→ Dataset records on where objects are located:
* * *
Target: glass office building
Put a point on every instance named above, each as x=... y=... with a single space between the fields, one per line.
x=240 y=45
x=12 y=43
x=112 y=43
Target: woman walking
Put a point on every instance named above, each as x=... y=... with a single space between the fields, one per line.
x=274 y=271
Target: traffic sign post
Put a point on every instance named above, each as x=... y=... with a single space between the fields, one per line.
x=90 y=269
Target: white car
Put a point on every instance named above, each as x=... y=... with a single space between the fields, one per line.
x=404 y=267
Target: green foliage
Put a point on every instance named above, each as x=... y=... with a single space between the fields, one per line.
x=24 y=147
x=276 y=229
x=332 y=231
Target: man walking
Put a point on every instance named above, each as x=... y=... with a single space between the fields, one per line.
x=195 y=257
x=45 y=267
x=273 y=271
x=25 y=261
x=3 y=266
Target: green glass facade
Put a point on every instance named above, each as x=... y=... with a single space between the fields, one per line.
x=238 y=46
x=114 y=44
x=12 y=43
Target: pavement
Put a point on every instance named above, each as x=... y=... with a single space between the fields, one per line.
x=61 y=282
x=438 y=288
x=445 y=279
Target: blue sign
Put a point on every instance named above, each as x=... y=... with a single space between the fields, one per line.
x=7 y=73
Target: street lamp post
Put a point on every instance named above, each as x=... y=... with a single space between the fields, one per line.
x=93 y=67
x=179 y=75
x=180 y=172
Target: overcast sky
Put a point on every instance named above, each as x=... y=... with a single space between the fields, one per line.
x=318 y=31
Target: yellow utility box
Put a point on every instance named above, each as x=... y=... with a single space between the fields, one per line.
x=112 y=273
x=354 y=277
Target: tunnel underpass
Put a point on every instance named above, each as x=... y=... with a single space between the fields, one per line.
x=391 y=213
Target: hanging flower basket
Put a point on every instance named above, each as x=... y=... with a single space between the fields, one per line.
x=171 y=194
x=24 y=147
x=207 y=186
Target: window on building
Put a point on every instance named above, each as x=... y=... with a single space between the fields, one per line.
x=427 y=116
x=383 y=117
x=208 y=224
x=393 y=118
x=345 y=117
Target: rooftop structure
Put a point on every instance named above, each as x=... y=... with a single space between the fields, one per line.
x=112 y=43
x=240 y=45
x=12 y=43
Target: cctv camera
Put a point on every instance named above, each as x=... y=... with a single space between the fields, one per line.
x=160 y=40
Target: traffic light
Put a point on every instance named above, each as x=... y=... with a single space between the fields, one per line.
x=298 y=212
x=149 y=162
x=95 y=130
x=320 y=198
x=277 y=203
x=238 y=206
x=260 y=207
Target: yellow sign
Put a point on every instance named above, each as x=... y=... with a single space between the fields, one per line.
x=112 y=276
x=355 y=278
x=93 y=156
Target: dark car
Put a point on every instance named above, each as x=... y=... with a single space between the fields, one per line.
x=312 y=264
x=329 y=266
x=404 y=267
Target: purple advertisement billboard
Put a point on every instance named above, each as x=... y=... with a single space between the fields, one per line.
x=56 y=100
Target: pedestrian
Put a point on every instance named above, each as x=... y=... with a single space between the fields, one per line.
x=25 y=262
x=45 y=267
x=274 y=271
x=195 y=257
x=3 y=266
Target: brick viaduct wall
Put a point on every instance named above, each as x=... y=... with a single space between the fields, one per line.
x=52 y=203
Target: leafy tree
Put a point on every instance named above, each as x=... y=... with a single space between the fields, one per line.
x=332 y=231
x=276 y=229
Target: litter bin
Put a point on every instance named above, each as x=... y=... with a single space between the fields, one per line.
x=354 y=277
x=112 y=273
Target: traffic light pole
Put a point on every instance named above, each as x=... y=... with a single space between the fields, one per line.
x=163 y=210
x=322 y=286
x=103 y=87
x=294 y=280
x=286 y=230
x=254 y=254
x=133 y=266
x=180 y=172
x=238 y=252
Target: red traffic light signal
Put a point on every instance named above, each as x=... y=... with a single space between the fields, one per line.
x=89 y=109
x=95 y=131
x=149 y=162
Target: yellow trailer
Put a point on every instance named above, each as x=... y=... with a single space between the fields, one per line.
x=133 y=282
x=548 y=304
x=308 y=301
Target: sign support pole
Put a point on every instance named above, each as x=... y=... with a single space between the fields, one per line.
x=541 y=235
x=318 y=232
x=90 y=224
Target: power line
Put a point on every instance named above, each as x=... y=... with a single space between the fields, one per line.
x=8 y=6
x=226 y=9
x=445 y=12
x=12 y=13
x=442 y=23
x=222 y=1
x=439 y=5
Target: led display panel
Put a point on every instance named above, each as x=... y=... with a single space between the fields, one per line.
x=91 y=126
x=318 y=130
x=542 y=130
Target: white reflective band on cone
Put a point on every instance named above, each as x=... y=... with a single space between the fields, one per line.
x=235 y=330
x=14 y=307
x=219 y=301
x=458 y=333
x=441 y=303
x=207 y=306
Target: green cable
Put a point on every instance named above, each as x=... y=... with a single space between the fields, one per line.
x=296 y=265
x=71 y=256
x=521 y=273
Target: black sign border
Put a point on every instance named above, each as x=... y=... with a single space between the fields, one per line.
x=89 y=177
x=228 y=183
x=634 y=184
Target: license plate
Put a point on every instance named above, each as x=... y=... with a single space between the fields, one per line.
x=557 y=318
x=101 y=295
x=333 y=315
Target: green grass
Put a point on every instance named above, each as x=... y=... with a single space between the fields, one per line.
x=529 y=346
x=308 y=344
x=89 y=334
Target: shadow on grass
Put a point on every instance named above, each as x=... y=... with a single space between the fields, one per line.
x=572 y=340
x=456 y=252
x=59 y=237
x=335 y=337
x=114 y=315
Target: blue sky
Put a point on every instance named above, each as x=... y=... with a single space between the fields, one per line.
* * *
→ Exercise task: Please rewrite all of the data above, replacing "instance" with "occurrence" everywhere and leaving the rest unchanged.

→ Result:
Target: glass office building
Put a point on every occurrence named above, each as x=... y=... with a single space between the fields, one per line.
x=240 y=45
x=12 y=43
x=112 y=43
Target: woman walking
Put a point on every occurrence named above, each as x=... y=... with a single space between the fields, one per line.
x=274 y=271
Target: traffic sign post
Put a point on every occurrence named above, each as x=... y=... with a single space between the fields, one per line.
x=90 y=269
Target: white car
Put a point on every occurrence named above, each as x=... y=... with a single space between the fields, one per line.
x=404 y=267
Target: green foliage
Put a point on every occurrence named above, each as x=... y=... with a single space between the fields, one per line.
x=24 y=147
x=276 y=229
x=332 y=231
Target: man walking
Put a point on every occurrence named above, each as x=... y=... with a single space between the fields, one per line.
x=195 y=257
x=45 y=267
x=273 y=271
x=25 y=261
x=3 y=266
Target: green glass facade
Put a point on every occurrence named above, each as x=... y=... with a single space between the fields, one per line.
x=238 y=46
x=114 y=44
x=12 y=43
Target: pavement
Put a point on every occurrence named above, each as x=... y=... with a single space between the fields, one per line.
x=61 y=282
x=438 y=288
x=445 y=279
Target: blue sign
Put a point on every occurrence named above, each as x=... y=... with a single space between the fields, one per line.
x=7 y=73
Target: street lamp post
Put a point on every occurrence named above, each as x=... y=... with a single space between the fields, one per line.
x=93 y=67
x=179 y=75
x=180 y=172
Target: overcast sky
Put a point on every occurrence named above, each as x=... y=... with a single space between the fields, one per line.
x=318 y=31
Target: yellow utility box
Put a point on every occurrence named above, each as x=... y=... with a single space between the fields, one per line.
x=112 y=273
x=354 y=277
Target: tunnel underpass
Put a point on every occurrence named above, each as x=... y=... with a single space between the fields, one per line.
x=391 y=213
Target: hanging flower basket
Put a point on every occurrence named above, each as x=... y=... with a single space between the fields, one per line.
x=171 y=194
x=24 y=147
x=207 y=186
Target: window on building
Put a point on every occurrence named above, each as x=... y=... with a single space between the fields, one per line.
x=427 y=116
x=383 y=117
x=208 y=224
x=393 y=118
x=345 y=117
Target: rooftop structure
Put a point on every occurrence named above, each as x=... y=... with a single space between the fields, one per line.
x=112 y=43
x=240 y=45
x=12 y=43
Target: cctv camera
Put a point on every occurrence named above, each as x=... y=... with a single space between the fields, one per line.
x=160 y=40
Target: traffic light
Put a point on every occurrence named above, each as x=... y=... with a single space between the fields, one per line.
x=298 y=212
x=149 y=162
x=95 y=130
x=320 y=198
x=277 y=203
x=238 y=206
x=260 y=207
Target: yellow sign
Put a point on every occurrence named above, each as x=... y=... with a single space between the fields, one per line.
x=112 y=276
x=355 y=278
x=93 y=156
Target: dark car
Put a point on every occurrence named above, each as x=... y=... with a single space between the fields, one per line.
x=312 y=264
x=329 y=266
x=404 y=267
Target: purple advertisement billboard
Put a point on every occurrence named above, each as x=... y=... with a single space between the fields, one per line.
x=56 y=100
Target: pedestrian
Put a point on every occurrence named above, each as x=... y=... with a single space between the fields, one per line.
x=25 y=262
x=45 y=267
x=274 y=271
x=195 y=257
x=3 y=266
Target: brick viaduct wall
Put a point on every occurrence named above, each as x=... y=... with a single space between the fields, one per line.
x=52 y=203
Target: leafy tree
Put a point on every occurrence named above, each as x=... y=... with a single space between the fields, one per line.
x=332 y=231
x=276 y=229
Target: litter bin
Put a point on every occurrence named above, each as x=... y=... with a single space between the fields, one per line.
x=354 y=277
x=112 y=273
Target: traffic light pole
Put a point on every occurrence named above, each as x=... y=... with a single space between the fields, one per line.
x=163 y=210
x=322 y=286
x=103 y=87
x=294 y=280
x=286 y=230
x=254 y=254
x=133 y=266
x=180 y=172
x=238 y=252
Target: red traffic light signal
Put a point on every occurrence named above, each as x=... y=... with a single space between the fields, one per line.
x=89 y=109
x=95 y=131
x=149 y=162
Target: yellow trailer
Put a point on every occurrence named above, each as x=... y=... with a single space between the fields, one per line.
x=133 y=282
x=548 y=304
x=308 y=301
Target: sign support pole
Put a point on every occurrence named above, each as x=... y=... with a single space between the fields, one per line.
x=541 y=235
x=318 y=232
x=90 y=224
Target: power line
Put a point on every occurrence named above, each as x=... y=... with a single space between the fields, one per line.
x=8 y=6
x=226 y=9
x=445 y=12
x=12 y=13
x=442 y=23
x=222 y=1
x=439 y=5
Target: led display panel
Put a point on every occurrence named above, each as x=... y=... with a single space between the fields, one per line.
x=91 y=126
x=318 y=130
x=542 y=130
Target: white reflective band on cone
Put a point on every occurrence named above, each as x=... y=... with a single space between the fields, one per line.
x=235 y=330
x=14 y=307
x=219 y=301
x=458 y=333
x=441 y=303
x=207 y=306
Target: green cable
Put a point on every occurrence named above, each as x=... y=... with a single space between the fields, one per line.
x=296 y=265
x=71 y=256
x=521 y=273
Target: black sign border
Put a point on every occurrence named above, each as x=... y=... with a single space between the fields, one per line.
x=89 y=177
x=228 y=183
x=634 y=184
Target: license plate
Put a point on every occurrence named above, each as x=... y=... with a single space between the fields, one per line.
x=557 y=318
x=101 y=295
x=333 y=315
Target: green grass
Put a point on every occurrence named above, each as x=... y=... with a single space between the fields, one per line.
x=529 y=346
x=308 y=344
x=89 y=334
Target: shadow on grass
Put a point on every occurrence named above, each as x=... y=... with a single space between the fields, one per line.
x=572 y=340
x=456 y=252
x=59 y=237
x=335 y=337
x=114 y=315
Target: blue sky
Put a point on every occurrence named above, each as x=... y=... with a single space between the fields, one per line.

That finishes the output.